**TASK GOAL:**
Reproduce the introduction on the thermohaline circulation below in full, word for word.

**TEXT BLOCK:**
1 Introduction

The thermohaline circulation (THC) is an important part of the climate system, responsible for transporting large amounts of heat northwards to high latitudes in the Atlantic sector (Broecker 1991). The temperate climate of the eastern North Atlantic sector depends on the heat, supplied by the THC, to a significant extent. However, we have known since the pioneering work of Stommel (1961) that the circulation can display multiple equilibria, and may be vulnerable to interruption or collapse in the future if warming and freshening of North Atlantic waters in response to greenhouse gas (GHG) forcing leads to a cessation of deep convection or a large reduction in the Atlantic meridional density gradient (Manabe and Stouffer 1988, 1994). Currently, most climate models suggest that the circulation is likely to weaken, but they do not suggest that such a collapse will occur in the near future (Murphy and Mitchell 1995; Gordon et al. 1997; Wood et al. 1999; Boer et al. 2000), though these same models tend to disagree both about the likely strength of any transient weakening (Kattenberg et al. 1996; Latif et al. 2000), and the mechanisms which might drive it (Mikolajewicz and Voss 2000; Dixon and Lanzante 1999), prompting Houghton et al. (2001) to state that a collapse of the circulation could not be ruled out, particularly beyond 2100.

In the light of this uncertainty and the significant climatic impacts associated with it (Vellinga and Wood 2002), it is important that we understand why the models disagree, what mechanisms are responsible for this disagreement, and how credibly they are represented in the various models so that we can develop the process of quantifying and reducing the uncertainties involved. This paper takes a step down this road by using the methodology of Thorpe et al. (2001) to compare and evaluate the responses of the Hadley Centre coupled climate models HadCM2 (Johns et al. 1997) and HadCM3 (Gordon et al. 2000).

**DATASET EXTRACT:**
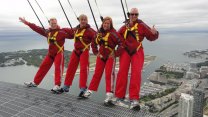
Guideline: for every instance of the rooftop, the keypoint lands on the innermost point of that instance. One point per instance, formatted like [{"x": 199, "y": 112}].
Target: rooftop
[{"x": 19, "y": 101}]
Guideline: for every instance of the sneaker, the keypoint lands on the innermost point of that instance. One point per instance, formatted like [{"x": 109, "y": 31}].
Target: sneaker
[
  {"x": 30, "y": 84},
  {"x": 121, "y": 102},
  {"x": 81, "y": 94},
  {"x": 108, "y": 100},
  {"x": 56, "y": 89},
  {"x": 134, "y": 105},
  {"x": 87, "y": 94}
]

...

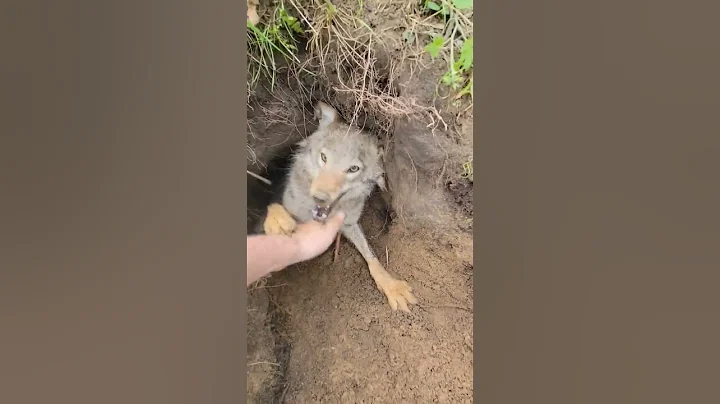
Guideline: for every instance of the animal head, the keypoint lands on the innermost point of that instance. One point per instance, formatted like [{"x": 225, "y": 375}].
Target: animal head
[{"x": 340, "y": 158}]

**WRITTEN SOLUTION:**
1 Introduction

The thermohaline circulation (THC) is an important part of the climate system, responsible for transporting large amounts of heat northwards to high latitudes in the Atlantic sector (Broecker 1991). The temperate climate of the eastern North Atlantic sector depends on the heat, supplied by the THC, to a significant extent. However, we have known since the pioneering work of Stommel (1961) that the circulation can display multiple equilibria, and may be vulnerable to interruption or collapse in the future if warming and freshening of North Atlantic waters in response to greenhouse gas (GHG) forcing leads to a cessation of deep convection or a large reduction in the Atlantic meridional density gradient (Manabe and Stouffer 1988, 1994). Currently, most climate models suggest that the circulation is likely to weaken, but they do not suggest that such a collapse will occur in the near future (Murphy and Mitchell 1995; Gordon et al. 1997; Wood et al. 1999; Boer et al. 2000), though these same models tend to disagree both about the likely strength of any transient weakening (Kattenberg et al. 1996; Latif et al. 2000), and the mechanisms which might drive it (Mikolajewicz and Voss 2000; Dixon and Lanzante 1999), prompting Houghton et al. (2001) to state that a collapse of the circulation could not be ruled out, particularly beyond 2100.

In the light of this uncertainty and the significant climatic impacts associated with it (Vellinga and Wood 2002), it is important that we understand why the models disagree, what mechanisms are responsible for this disagreement, and how credibly they are represented in the various models so that we can develop the process of quantifying and reducing the uncertainties involved. This paper takes a step down this road by using the methodology of Thorpe et al. (2001) to compare and evaluate the responses of the Hadley Centre coupled climate models HadCM2 (Johns et al. 1997) and HadCM3 (Gordon et al. 2000).